--- start of RAW DATA ---
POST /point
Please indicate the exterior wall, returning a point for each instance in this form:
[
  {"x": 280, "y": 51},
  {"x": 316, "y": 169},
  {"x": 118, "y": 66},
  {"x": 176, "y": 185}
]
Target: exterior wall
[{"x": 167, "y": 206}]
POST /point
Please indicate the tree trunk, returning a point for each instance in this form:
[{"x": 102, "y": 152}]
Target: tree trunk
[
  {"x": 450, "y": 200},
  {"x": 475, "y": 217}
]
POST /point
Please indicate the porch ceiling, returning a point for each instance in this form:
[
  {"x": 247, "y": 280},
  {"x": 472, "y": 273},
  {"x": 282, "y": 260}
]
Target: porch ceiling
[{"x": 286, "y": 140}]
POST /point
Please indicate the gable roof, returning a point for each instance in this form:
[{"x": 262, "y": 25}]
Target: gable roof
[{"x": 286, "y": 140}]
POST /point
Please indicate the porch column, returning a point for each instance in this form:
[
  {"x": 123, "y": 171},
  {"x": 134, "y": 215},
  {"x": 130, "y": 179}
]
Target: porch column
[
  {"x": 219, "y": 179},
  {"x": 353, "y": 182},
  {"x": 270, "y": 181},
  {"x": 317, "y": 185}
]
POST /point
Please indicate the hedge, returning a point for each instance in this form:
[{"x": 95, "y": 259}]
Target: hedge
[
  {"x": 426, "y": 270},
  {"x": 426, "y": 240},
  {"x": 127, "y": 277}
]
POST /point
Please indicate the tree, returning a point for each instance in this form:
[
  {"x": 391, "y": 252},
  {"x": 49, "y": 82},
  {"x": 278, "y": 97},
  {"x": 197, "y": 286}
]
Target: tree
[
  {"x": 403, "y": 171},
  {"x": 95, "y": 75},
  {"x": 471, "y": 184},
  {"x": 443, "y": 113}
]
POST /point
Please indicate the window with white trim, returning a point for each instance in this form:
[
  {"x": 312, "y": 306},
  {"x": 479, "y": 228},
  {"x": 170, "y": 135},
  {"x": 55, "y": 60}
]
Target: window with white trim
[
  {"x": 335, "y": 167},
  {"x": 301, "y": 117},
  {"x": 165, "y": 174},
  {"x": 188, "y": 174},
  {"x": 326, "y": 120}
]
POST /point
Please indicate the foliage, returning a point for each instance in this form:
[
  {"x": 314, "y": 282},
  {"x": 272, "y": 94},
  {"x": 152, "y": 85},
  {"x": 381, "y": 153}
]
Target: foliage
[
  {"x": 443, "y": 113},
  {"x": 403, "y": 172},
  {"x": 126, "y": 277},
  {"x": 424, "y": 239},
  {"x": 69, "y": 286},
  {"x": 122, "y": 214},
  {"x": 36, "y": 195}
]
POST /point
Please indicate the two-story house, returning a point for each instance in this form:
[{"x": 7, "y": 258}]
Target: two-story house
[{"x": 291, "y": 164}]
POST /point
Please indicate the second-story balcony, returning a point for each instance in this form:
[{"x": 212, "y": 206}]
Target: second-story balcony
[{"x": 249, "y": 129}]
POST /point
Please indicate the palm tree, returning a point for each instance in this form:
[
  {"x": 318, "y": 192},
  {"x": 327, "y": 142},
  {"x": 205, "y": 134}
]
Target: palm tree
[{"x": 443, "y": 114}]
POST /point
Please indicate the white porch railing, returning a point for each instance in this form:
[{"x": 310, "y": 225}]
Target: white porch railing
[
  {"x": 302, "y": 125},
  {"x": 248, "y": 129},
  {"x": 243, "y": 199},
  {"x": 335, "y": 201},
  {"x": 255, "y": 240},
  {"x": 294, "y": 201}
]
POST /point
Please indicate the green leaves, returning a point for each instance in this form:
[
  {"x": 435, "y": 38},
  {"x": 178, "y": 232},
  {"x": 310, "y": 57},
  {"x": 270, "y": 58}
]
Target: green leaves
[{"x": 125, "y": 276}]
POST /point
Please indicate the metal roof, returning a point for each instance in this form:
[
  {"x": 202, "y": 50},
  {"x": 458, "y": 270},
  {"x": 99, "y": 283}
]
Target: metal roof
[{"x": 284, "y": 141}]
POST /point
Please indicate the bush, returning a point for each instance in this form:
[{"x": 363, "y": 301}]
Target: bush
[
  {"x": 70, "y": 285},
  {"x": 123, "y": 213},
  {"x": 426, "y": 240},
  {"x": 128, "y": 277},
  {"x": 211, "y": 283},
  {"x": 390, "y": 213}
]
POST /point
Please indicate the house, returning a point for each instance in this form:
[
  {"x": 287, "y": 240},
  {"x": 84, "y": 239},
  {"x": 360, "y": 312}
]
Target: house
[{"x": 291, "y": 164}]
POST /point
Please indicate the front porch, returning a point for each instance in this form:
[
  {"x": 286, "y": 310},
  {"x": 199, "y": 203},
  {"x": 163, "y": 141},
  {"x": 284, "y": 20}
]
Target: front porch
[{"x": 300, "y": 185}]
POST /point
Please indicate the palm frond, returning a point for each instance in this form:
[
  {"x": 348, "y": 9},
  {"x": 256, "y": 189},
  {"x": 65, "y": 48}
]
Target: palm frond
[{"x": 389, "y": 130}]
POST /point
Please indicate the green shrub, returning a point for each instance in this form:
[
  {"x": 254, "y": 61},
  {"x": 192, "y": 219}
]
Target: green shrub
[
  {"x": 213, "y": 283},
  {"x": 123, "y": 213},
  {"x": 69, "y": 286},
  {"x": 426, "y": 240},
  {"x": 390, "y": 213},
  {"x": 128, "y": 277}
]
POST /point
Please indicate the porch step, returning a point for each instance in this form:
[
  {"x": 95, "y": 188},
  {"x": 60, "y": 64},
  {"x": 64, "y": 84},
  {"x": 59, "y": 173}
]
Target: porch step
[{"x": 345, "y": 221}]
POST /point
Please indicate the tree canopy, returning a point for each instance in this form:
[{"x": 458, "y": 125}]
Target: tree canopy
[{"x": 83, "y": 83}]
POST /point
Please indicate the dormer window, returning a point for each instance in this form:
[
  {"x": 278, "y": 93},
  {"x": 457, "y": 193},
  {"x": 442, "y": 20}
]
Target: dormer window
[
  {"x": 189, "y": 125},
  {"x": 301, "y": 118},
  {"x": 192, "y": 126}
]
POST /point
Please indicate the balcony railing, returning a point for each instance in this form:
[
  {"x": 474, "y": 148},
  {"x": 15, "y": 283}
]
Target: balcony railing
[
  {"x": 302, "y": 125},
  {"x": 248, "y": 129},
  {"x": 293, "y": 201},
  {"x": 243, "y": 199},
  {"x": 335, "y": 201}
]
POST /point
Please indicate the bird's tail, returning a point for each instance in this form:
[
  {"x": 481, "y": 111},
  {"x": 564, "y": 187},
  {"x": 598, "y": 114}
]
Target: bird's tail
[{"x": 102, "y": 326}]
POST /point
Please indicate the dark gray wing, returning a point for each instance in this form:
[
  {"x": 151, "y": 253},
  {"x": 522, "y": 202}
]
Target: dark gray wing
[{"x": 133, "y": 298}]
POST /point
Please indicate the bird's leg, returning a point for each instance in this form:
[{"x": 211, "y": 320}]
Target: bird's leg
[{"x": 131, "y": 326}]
--- end of RAW DATA ---
**OBJECTIVE:**
Print all of the data exactly as it was given.

**TASK ANSWER:**
POST /point
Please indicate the exterior wall, returning a point for each instance in this form:
[
  {"x": 280, "y": 51},
  {"x": 316, "y": 169},
  {"x": 118, "y": 66},
  {"x": 176, "y": 185}
]
Target: exterior wall
[{"x": 167, "y": 206}]
POST /point
Please indicate the tree trunk, returning a point for each instance in this form:
[{"x": 102, "y": 152}]
Target: tree trunk
[
  {"x": 450, "y": 200},
  {"x": 475, "y": 217}
]
POST /point
Please indicate the porch ceiling, returning a point for each instance in this form:
[
  {"x": 247, "y": 280},
  {"x": 472, "y": 273},
  {"x": 282, "y": 260}
]
Target: porch ceiling
[{"x": 286, "y": 140}]
POST /point
Please indicate the gable roof, returning a point for each instance in this form:
[{"x": 262, "y": 25}]
Target: gable roof
[{"x": 286, "y": 140}]
POST /point
Please indicate the porch column, returning a point for each instance in this form:
[
  {"x": 123, "y": 171},
  {"x": 134, "y": 215},
  {"x": 130, "y": 179}
]
Target: porch column
[
  {"x": 219, "y": 179},
  {"x": 353, "y": 182},
  {"x": 270, "y": 181},
  {"x": 317, "y": 185}
]
POST /point
Please indicate the hedge, returning a point for each instance in this form:
[{"x": 95, "y": 259}]
Target: hedge
[
  {"x": 426, "y": 270},
  {"x": 426, "y": 240},
  {"x": 127, "y": 277}
]
POST /point
Please indicate the tree, returning a point for each instance in this form:
[
  {"x": 391, "y": 252},
  {"x": 49, "y": 82},
  {"x": 278, "y": 97},
  {"x": 197, "y": 286}
]
Target: tree
[
  {"x": 403, "y": 171},
  {"x": 95, "y": 75},
  {"x": 471, "y": 184},
  {"x": 443, "y": 113}
]
POST /point
Please indicate the window with white trim, returning a point for each instance in this form:
[
  {"x": 312, "y": 306},
  {"x": 479, "y": 228},
  {"x": 170, "y": 135},
  {"x": 55, "y": 60}
]
Target: window with white trim
[
  {"x": 335, "y": 167},
  {"x": 301, "y": 117},
  {"x": 165, "y": 174},
  {"x": 188, "y": 174},
  {"x": 326, "y": 120}
]
POST /point
Please indicate the foliage, returning a point for each instance in this form:
[
  {"x": 314, "y": 282},
  {"x": 272, "y": 94},
  {"x": 152, "y": 85},
  {"x": 381, "y": 153}
]
Target: foliage
[
  {"x": 443, "y": 113},
  {"x": 403, "y": 172},
  {"x": 126, "y": 277},
  {"x": 424, "y": 239},
  {"x": 69, "y": 286},
  {"x": 122, "y": 214},
  {"x": 36, "y": 195}
]
POST /point
Please indicate the two-story house, returning a point for each instance in this form:
[{"x": 7, "y": 258}]
Target: two-story house
[{"x": 291, "y": 164}]
POST /point
Please indicate the second-story balcony, returning a point for each instance in this form:
[{"x": 212, "y": 206}]
Target: second-story balcony
[{"x": 249, "y": 129}]
POST /point
Please indicate the palm tree, returning a point for each instance in this form:
[
  {"x": 318, "y": 192},
  {"x": 327, "y": 142},
  {"x": 205, "y": 134}
]
Target: palm tree
[{"x": 443, "y": 114}]
POST /point
Please indicate the white porch railing, returning a point for each instance in this form:
[{"x": 310, "y": 225}]
Target: white porch railing
[
  {"x": 302, "y": 125},
  {"x": 248, "y": 129},
  {"x": 243, "y": 199},
  {"x": 335, "y": 201},
  {"x": 255, "y": 240},
  {"x": 294, "y": 201}
]
POST /point
Please indicate the green leaves, returning a point for each instance in this form:
[
  {"x": 435, "y": 38},
  {"x": 178, "y": 232},
  {"x": 310, "y": 57},
  {"x": 270, "y": 58}
]
Target: green leaves
[{"x": 125, "y": 276}]
POST /point
Please indicate the metal roof, returning a point for each instance in this form:
[
  {"x": 202, "y": 50},
  {"x": 458, "y": 270},
  {"x": 99, "y": 283}
]
Target: metal roof
[{"x": 284, "y": 141}]
POST /point
Please indicate the bush, returning a point for each instance in this form:
[{"x": 363, "y": 301}]
Target: bush
[
  {"x": 70, "y": 285},
  {"x": 123, "y": 213},
  {"x": 426, "y": 240},
  {"x": 128, "y": 277},
  {"x": 211, "y": 283},
  {"x": 390, "y": 213}
]
POST /point
Please indicate the house, returning a point for each instance in this form:
[
  {"x": 287, "y": 240},
  {"x": 84, "y": 239},
  {"x": 360, "y": 312}
]
Target: house
[{"x": 291, "y": 164}]
POST /point
Please indicate the front porch, returning a point for each instance in this form:
[
  {"x": 286, "y": 310},
  {"x": 199, "y": 203},
  {"x": 163, "y": 141},
  {"x": 284, "y": 20}
]
Target: front porch
[{"x": 300, "y": 185}]
POST /point
Please indicate the palm frond, returning a point for each instance in this form:
[
  {"x": 348, "y": 9},
  {"x": 256, "y": 189},
  {"x": 65, "y": 48}
]
Target: palm frond
[{"x": 389, "y": 130}]
POST /point
Please indicate the green shrub, returning a point for each instance in this form:
[
  {"x": 254, "y": 61},
  {"x": 192, "y": 219}
]
Target: green shrub
[
  {"x": 213, "y": 283},
  {"x": 123, "y": 213},
  {"x": 69, "y": 286},
  {"x": 426, "y": 240},
  {"x": 390, "y": 213},
  {"x": 128, "y": 277}
]
POST /point
Please indicate the porch step, returning a point for each instance in this form:
[
  {"x": 95, "y": 188},
  {"x": 60, "y": 64},
  {"x": 64, "y": 84},
  {"x": 59, "y": 173}
]
Target: porch step
[{"x": 345, "y": 221}]
POST /point
Please indicate the tree canopy, returning a point for each instance in this form:
[{"x": 458, "y": 125}]
Target: tree canopy
[{"x": 83, "y": 83}]
POST /point
Please indicate the dormer window, returning a point for each instance in this form:
[
  {"x": 278, "y": 93},
  {"x": 457, "y": 193},
  {"x": 442, "y": 20}
]
Target: dormer window
[
  {"x": 189, "y": 125},
  {"x": 301, "y": 118},
  {"x": 192, "y": 126}
]
POST /point
Please indicate the balcony railing, returning a point for each instance in this form:
[
  {"x": 474, "y": 148},
  {"x": 15, "y": 283}
]
Target: balcony railing
[
  {"x": 302, "y": 125},
  {"x": 248, "y": 129},
  {"x": 293, "y": 201},
  {"x": 243, "y": 199},
  {"x": 335, "y": 201}
]
POST /point
Please indicate the bird's tail, returning a point for each instance in this form:
[
  {"x": 481, "y": 111},
  {"x": 564, "y": 187},
  {"x": 598, "y": 114}
]
Target: bird's tail
[{"x": 102, "y": 326}]
POST /point
Please indicate the dark gray wing, returning a point for each instance in this form:
[
  {"x": 151, "y": 253},
  {"x": 522, "y": 202}
]
Target: dark gray wing
[{"x": 133, "y": 298}]
POST /point
Please indicate the bird's leg, returning a point for each instance in this form:
[{"x": 211, "y": 320}]
Target: bird's leg
[{"x": 131, "y": 326}]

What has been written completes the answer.